▸ **Trecho fornecido**:

■ ■ ■ ■ ■ ■ ■

A pescadora Norlita Carvalho, de 55 anos, da etnia miranha, também foi uma das vacinadas. Ela aproveitou para levar a família inteira, que também garantiu a imunização. Mas se alguns indígenas caíram nas graças das fake news e ficaram com medo de se vacinar, na casa da pescadora, a situação era outra.
“Não estava com medo não, senhor. A gente tem fé em Deus, bota ele na frente. Meus filhos diziam: ‘ai, mamãe, eu não vou porque estou com medo’. Mas eu sempre aconselhei eles a virem, se imunizarem, porque é o único jeito de ficarmos livres dessa doença. Nós indígenas precisamos cada vez mais nos proteger mais”, disse.
Questionada sobre o porquê de ter se vacinado somente agora, a pescadora falou que quando chegou sua idade de receber o imunizante estava em Tefé, no interior do estado. Ela e o marido tentaram tomar a vacina no municípios, mas não foram autorizados: “Disseram que se tomássemos a primeira dose lá, teríamos que voltar para tomar a segunda lá também. Por isso não fomos”.
A busca ativa da equipe do Distrito de Saúde (Disa) Oeste de Manaus conseguiu vacinar, somente no primeiro dia de campanha, cerca de 460 indígenas. A expectativa desta quarta-feira (11) é imunizar ainda mais pessoas. Algumas estavam na lista de atrasados da segunda dose, mas não procuraram o serviço por falta de documentos, como o comprovante de residência.

■ ■ ■ ■ ■ ■ ■

▸ **Item da tarefa 1**: Imprima a parte do trecho sobre a vacinação de indígenas em Manaus que começa em "Questionada sobre o" e termina em "comprovante de residência.".
▸ **Item da tarefa 2**:
Responda, com base no trecho sobre a vacinação de indígenas em Manaus:
(a) Qual é a idade da pescadora Norlita Carvalho?
(b) Em que município ela estava quando chegou sua idade de receber o imunizante?
(c) Quantos indígenas foram vacinados somente no primeiro dia de campanha?
▸ **Item da tarefa 3**: Escreva a continuação do texto sobre a vacinação de indígenas em Manaus, começando logo após a última frase apresentada.
O material apresentado a seguir vem de outra fonte.

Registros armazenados
■ ■ ■ ■ ■ ■ ■

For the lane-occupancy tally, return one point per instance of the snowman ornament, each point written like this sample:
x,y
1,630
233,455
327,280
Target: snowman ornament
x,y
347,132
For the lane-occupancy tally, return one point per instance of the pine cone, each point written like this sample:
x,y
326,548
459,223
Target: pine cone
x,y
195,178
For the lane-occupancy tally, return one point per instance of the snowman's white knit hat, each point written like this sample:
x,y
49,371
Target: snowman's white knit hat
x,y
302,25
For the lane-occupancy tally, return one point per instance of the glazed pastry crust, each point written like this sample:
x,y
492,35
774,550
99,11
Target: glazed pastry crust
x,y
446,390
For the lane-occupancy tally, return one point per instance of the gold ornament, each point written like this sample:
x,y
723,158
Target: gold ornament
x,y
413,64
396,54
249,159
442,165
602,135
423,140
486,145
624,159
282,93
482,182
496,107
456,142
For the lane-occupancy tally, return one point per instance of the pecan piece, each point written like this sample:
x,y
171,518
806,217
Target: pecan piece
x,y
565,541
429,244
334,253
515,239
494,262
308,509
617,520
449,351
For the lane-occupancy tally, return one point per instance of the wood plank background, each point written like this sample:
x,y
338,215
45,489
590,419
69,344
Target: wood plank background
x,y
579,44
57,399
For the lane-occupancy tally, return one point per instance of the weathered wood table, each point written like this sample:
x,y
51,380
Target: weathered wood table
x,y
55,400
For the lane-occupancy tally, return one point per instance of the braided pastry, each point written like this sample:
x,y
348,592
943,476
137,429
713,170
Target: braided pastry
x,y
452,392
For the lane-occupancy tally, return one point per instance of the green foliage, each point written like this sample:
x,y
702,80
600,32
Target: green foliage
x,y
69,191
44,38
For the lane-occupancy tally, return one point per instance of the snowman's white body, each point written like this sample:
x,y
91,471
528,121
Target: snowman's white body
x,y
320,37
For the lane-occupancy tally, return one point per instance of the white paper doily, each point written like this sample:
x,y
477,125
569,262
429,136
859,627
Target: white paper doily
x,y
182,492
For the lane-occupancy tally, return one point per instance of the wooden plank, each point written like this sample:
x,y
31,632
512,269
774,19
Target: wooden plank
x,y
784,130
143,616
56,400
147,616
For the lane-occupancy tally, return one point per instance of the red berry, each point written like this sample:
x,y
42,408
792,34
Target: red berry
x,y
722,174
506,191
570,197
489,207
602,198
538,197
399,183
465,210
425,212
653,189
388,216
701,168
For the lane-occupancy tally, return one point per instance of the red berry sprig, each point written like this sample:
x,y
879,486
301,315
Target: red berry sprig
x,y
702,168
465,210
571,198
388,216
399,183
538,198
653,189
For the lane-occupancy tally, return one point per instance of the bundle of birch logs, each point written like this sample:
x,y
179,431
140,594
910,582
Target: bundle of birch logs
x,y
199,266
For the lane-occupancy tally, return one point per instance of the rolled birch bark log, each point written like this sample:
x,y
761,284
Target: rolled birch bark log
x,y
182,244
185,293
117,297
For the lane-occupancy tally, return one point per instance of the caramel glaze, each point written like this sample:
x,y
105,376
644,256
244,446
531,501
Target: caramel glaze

■ ■ ■ ■ ■ ■ ■

▸ **Resposta escrita 1**:
Questionada sobre o porquê de ter se vacinado somente agora, a pescadora falou que quando chegou sua idade de receber o imunizante estava em Tefé, no interior do estado. Ela e o marido tentaram tomar a vacina no municípios, mas não foram autorizados: “Disseram que se tomássemos a primeira dose lá, teríamos que voltar para tomar a segunda lá também. Por isso não fomos”.
A busca ativa da equipe do Distrito de Saúde (Disa) Oeste de Manaus conseguiu vacinar, somente no primeiro dia de campanha, cerca de 460 indígenas. A expectativa desta quarta-feira (11) é imunizar ainda mais pessoas. Algumas estavam na lista de atrasados da segunda dose, mas não procuraram o serviço por falta de documentos, como o comprovante de residência.

▸ **Resposta escrita 2**:
(a) Ela tem 55 anos.
(b) Ela estava em Tefé.
(c) Foram vacinados cerca de 460 indígenas.

▸ **Resposta escrita 3**:
“Aqui no Parque das Tribos nós temos 35 etnias. Como eles têm dificuldade de locomoção e até de ir a outro ponto de vacinação, nós resolvemos fazer essa ação. É um grupo que precisa de uma atenção redobrada. Algumas informações também não chegam de forma correta para eles e nós precisamos alertar, incentivar. Sempre estamos aqui fazendo campanhas assim, trazendo imunização contra outras doenças, como a influenza, e o foco agora é expandir a vacinação contra a covid”, disse o chefe do Disa Oeste, Adamor Cavalcante.
Vacinação na estrada
Além dos indígenas do Parque das Tribos, saterés-mawé da aldeia Waikiru também foram vacinados contra o coronavírus. Entre eles, mulheres grávidas e pessoas com comorbidades, como diabetes.
Como é o caso do carpinteiro José Leocádio, de 48 anos. Ele tem diabetes e deveria ter se vacinado logo no início da campanha de imunização. No entanto, ele foi mais um dos indígenas que foram atingidos pelas fake news e estava com medo.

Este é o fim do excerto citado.